### Input rows
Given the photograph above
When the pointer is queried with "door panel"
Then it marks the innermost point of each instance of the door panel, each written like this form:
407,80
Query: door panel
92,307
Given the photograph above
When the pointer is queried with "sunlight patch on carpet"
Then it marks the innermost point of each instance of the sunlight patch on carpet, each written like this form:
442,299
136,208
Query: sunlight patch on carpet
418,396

==

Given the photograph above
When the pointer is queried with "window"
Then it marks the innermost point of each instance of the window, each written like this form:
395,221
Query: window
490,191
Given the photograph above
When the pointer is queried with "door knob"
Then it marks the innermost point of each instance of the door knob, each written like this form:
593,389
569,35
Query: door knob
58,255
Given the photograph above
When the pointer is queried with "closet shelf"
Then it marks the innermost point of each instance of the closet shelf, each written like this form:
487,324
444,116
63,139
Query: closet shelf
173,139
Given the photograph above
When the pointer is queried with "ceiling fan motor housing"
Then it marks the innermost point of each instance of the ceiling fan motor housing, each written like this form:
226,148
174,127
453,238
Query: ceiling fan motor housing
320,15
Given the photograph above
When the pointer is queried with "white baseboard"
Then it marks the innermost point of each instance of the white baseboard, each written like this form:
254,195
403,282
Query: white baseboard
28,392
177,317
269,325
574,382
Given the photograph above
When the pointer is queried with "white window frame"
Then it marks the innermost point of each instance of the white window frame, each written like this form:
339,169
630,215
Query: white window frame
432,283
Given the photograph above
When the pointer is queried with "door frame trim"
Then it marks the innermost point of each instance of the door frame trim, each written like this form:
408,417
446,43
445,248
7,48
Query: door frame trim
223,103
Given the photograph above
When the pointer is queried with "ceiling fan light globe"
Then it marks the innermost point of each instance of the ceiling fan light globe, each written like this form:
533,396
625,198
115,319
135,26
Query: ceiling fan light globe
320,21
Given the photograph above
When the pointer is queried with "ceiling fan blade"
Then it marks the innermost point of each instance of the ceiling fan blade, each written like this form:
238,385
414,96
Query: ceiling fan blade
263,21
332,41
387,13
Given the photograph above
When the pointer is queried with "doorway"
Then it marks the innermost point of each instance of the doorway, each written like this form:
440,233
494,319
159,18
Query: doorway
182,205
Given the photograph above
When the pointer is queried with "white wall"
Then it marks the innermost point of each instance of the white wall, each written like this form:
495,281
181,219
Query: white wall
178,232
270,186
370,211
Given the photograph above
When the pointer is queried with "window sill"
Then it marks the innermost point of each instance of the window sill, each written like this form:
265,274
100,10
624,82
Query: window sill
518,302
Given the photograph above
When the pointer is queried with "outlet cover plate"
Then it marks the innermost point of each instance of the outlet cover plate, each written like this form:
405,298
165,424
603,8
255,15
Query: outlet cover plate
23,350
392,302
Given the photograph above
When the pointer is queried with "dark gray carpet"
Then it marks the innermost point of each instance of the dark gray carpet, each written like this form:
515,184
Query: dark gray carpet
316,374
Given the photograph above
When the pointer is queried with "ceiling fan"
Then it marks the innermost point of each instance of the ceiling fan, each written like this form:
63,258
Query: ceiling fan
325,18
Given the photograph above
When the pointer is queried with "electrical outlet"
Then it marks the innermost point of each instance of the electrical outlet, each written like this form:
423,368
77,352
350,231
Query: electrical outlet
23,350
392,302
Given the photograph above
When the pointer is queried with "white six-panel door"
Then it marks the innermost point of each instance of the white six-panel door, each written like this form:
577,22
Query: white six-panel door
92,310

...

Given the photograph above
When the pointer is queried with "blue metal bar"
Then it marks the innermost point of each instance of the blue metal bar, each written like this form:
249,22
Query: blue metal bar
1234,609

### Task directions
List every line in the records above that contains the word "patch".

### Response to the task
When the pointer is queried with "sunlight patch on carpet"
Then it marks the innermost point of each instance of the sunlight patch on carpet, each written like this form:
Query: sunlight patch on carpet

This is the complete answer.